--- PROVIDED ENTRIES ---

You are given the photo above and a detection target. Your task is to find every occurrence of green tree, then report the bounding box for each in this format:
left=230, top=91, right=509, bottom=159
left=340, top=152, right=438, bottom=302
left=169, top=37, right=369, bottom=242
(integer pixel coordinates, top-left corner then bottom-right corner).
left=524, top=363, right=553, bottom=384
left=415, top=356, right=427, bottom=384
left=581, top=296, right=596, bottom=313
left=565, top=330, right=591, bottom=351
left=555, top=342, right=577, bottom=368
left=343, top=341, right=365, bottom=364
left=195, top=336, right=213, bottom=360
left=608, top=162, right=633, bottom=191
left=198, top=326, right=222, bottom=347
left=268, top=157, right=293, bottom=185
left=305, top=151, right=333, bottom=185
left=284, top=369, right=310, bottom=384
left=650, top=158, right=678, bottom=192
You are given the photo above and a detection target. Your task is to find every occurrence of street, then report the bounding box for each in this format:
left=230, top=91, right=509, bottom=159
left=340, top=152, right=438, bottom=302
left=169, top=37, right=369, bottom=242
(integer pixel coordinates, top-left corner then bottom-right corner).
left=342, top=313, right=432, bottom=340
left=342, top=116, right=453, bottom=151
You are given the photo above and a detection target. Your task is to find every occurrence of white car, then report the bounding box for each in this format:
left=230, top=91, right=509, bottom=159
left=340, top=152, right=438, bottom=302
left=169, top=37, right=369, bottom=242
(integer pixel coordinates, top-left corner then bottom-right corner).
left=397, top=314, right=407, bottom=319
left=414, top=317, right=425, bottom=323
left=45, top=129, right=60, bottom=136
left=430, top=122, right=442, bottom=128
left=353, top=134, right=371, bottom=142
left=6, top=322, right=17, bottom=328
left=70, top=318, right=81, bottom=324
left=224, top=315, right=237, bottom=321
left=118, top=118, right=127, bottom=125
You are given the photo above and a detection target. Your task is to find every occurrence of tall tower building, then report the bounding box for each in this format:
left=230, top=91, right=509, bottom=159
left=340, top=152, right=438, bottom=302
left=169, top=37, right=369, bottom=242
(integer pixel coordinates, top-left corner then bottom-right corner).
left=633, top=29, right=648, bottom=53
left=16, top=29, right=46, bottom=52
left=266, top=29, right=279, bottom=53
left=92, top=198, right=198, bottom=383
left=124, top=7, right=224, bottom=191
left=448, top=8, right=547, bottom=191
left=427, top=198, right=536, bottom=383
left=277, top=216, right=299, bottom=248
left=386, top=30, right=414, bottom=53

---

- [TASK OBJECTIVE]
All of the material must be written out again exactly.

- [WRITTEN SOLUTION]
You are given the photo above and a detection target. Your task is to find every occurrence of green tree, then report the bounding box for each in this format:
left=230, top=91, right=509, bottom=159
left=340, top=152, right=438, bottom=302
left=169, top=37, right=369, bottom=242
(integer pixel coordinates, top-left corner then bottom-right corner).
left=524, top=363, right=553, bottom=384
left=415, top=356, right=427, bottom=384
left=581, top=296, right=596, bottom=313
left=565, top=330, right=591, bottom=351
left=555, top=342, right=577, bottom=368
left=343, top=341, right=365, bottom=364
left=195, top=336, right=213, bottom=360
left=608, top=162, right=633, bottom=191
left=198, top=326, right=222, bottom=347
left=268, top=157, right=293, bottom=185
left=305, top=151, right=333, bottom=185
left=284, top=369, right=310, bottom=384
left=650, top=158, right=678, bottom=192
You are given the photo above and a detection target. Your task is to find every occurrence of street, then report the bounding box for each in this format:
left=230, top=91, right=509, bottom=159
left=340, top=152, right=438, bottom=302
left=169, top=37, right=369, bottom=242
(integer pixel coordinates, top-left corner then bottom-right corner).
left=342, top=313, right=432, bottom=340
left=342, top=116, right=453, bottom=151
You are given the photo above and a detection target. Your task is to find every occurrence of white car, then report the bounding box for each in this format:
left=230, top=91, right=509, bottom=159
left=340, top=152, right=438, bottom=302
left=169, top=37, right=369, bottom=242
(integer pixel coordinates, top-left corner then bottom-right corner).
left=397, top=314, right=407, bottom=319
left=414, top=317, right=425, bottom=323
left=45, top=129, right=60, bottom=136
left=430, top=122, right=442, bottom=128
left=353, top=134, right=371, bottom=142
left=6, top=322, right=17, bottom=328
left=70, top=318, right=81, bottom=324
left=224, top=315, right=237, bottom=321
left=118, top=118, right=127, bottom=125
You are given the photo above and a detection target. Your task is to find every occurrence of tall tower building, then report the bounding box for each in this format:
left=230, top=91, right=509, bottom=159
left=340, top=152, right=438, bottom=302
left=169, top=37, right=369, bottom=242
(integer pixel coordinates, top-left corner then bottom-right corner).
left=633, top=29, right=648, bottom=53
left=16, top=29, right=46, bottom=52
left=266, top=29, right=279, bottom=53
left=92, top=198, right=198, bottom=383
left=124, top=7, right=224, bottom=191
left=448, top=8, right=547, bottom=191
left=427, top=198, right=536, bottom=383
left=277, top=216, right=299, bottom=248
left=386, top=30, right=414, bottom=53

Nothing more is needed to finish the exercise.